▶ **Excerpts from a segmentation dataset**:
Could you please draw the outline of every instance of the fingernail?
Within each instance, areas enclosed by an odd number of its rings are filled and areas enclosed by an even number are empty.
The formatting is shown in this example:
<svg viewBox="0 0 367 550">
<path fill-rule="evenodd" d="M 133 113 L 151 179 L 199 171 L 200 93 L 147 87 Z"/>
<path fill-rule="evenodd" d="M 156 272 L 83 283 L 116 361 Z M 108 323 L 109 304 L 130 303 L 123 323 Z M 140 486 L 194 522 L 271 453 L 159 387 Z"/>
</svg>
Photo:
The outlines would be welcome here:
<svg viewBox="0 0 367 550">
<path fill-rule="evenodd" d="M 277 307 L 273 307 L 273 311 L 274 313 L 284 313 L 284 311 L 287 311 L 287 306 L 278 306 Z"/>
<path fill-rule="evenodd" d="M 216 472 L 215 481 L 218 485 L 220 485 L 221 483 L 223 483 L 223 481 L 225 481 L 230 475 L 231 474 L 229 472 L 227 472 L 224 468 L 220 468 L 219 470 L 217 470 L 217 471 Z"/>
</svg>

▶ **Work to be completed**: Rewrite the lines from the start of the records through the line containing "133 113 L 151", changing "fingernail" to "toenail" and leaving everything else as it is.

▶ **Exercise output**:
Could you please draw the outline of every instance of the toenail?
Within each instance, areas enclosed by an odd number of its rings are filled and areas enclosed by an even number are empty.
The formatting is shown in this example:
<svg viewBox="0 0 367 550">
<path fill-rule="evenodd" d="M 133 113 L 151 179 L 199 171 L 200 93 L 147 87 Z"/>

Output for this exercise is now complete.